Text excerpt -
Via SDK (inside your app)

import { MarginFrontClient } from "@marginfront/sdk";
const mf = new MarginFrontClient(process.env.MF_API_SECRET_KEY!);

// Last 30 days of revenue + cost + margin for one customer
const end = new Date();
const start = new Date(end.getTime() - 30 * 24 * 60 * 60 * 1000);

const revenue = await mf.analytics.revenue({
  startDate: start.toISOString(),
  endDate: end.toISOString(),
  customerId: "cus_123",
});

const cost = await mf.analytics.costBreakdown({
  startDate: start.toISOString(),
  endDate: end.toISOString(),
  customerId: "cus_123",
});

const mrr = await mf.analytics.mrr({ customerId: "cus_123" });

Via REST (from any language or curl)

curl "https://api.marginfront.com/v1/analytics/revenue?customerId=cus_123&startDate=2026-03-25&endDate=2026-04-24" \
  -H "Authorization: Bearer $MF_API_SECRET_KEY"

curl "https://api.marginfront.com/v1/analytics/cost?customerId=cus_123&startDate=2026-03-25&endDate=2026-04-24" \
  -H "Authorization: Bearer $MF_API_SECRET_KEY"

Data below -

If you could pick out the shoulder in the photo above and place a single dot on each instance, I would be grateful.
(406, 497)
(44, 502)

Problem details - Extend the MarginFront analytics API excerpt, starting after its final curl command.

Answer box -
curl "https://api.marginfront.com/v1/analytics/mrr?customerId=cus_123" \
  -H "Authorization: Bearer $MF_API_SECRET_KEY"

Via MCP (from an AI agent like Claude, Cursor, or Copilot)

If you’ve connected MarginFront’s MCP server to your AI coding assistant, the agent can call canonical analytics tools directly:
Tool: get_customer_revenue
Args: { customerExternalId: "acme-001", startDate: "2026-03-25", endDate: "2026-04-24" }

Tool: get_cost_metrics
Args: { startDate: "2026-03-25", endDate: "2026-04-24", customerExternalId: "acme-001" }

Tool: get_mrr
Args: { customerExternalId: "acme-001" }
All three paths return the same canonical numbers. Pick whichever fits your workflow.